» What you will do
a - In the documentation on sets below, which functions in the Usage section have names beginning with "set_is_"?
b - According to the documentation on sets below, which operator gives the symmetric difference?

» Quoted passage
Creation and manipulation of sets.

Usage

set(...)
as.set(x)
make_set_with_order(x)
is.set(x)

set_is_empty(x)
set_is_subset(x, y)
set_is_proper_subset(x, y)
set_is_equal(x, y)
set_contains_element(x, e)

set_union(...)
set_intersection(...)
set_symdiff(...)
set_complement(x, y)
set_cardinality(x)
## S3 method for class 'set'
length(x)
## S3 method for class 'set'
lengths(x, use.names = TRUE)
set_power(x)
set_cartesian(...)
set_combn(x, m)

Arguments

x

For as.set() and is.set(): an R object. A set object otherwise.

y

A set object.

e

An R object.

m

Number of elements to choose.

use.names

logical; should the names of x be used in the result?

...

For set(): R objects, and set objects otherwise.

Details

These functions represent basic infrastructure for handling sets of general (R) objects. The set_is_foo() predicates are vectorized. In addition to the methods defined, one can use the following operators: | for the union, - for the difference (or complement), & for the intersection, %D% for the symmetric difference, * and ^n for the (nn-fold) cartesian product, 2^ for the power set, %e% for the element-of predicate, < and <= for the (proper) subset predicate, > and >= for the (proper) superset predicate, and == and != for (in)equality. The length method for sets gives the cardinality. The lengths method coerces the set to a list before applying the length method on its elements. set_combn returns the set of all subsets of specified length. The Summary methods do also work if defined for the set elements. The mean and median methods try to convert the object to a numeric vector before calling the default methods.

Because set elements are unordered, it is not allowed to use positional indexing. However, it is possible to do indexing using element labels or simply the elements themselves (useful, e.g., for subassignment). In addition, it is possible to iterate over all elements using for and lapply/sapply.

Note that converting objects to sets may change the internal order of the elements, so that iterating over the original data might give different results than iterating over the corresponding set. The permutation can be obtained using the generic function make_set_with_order, returning both the set and the ordering. as.set simply calls make_set_with_order internally and strips the order information, so user-defined methods for coercion have to be provided for the latter and not for as.set.

(Items from a labeling collection)
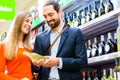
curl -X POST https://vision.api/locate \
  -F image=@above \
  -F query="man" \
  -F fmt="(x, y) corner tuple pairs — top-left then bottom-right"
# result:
(33, 1), (87, 80)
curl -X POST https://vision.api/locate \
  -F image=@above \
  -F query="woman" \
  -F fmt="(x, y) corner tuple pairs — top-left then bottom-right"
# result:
(0, 12), (33, 80)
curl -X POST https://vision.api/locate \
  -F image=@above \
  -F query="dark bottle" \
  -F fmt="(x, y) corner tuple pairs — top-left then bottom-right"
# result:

» Answers to each task
a - set_is_empty(x), set_is_subset(x, y), set_is_proper_subset(x, y), set_is_equal(x, y)

b - %D%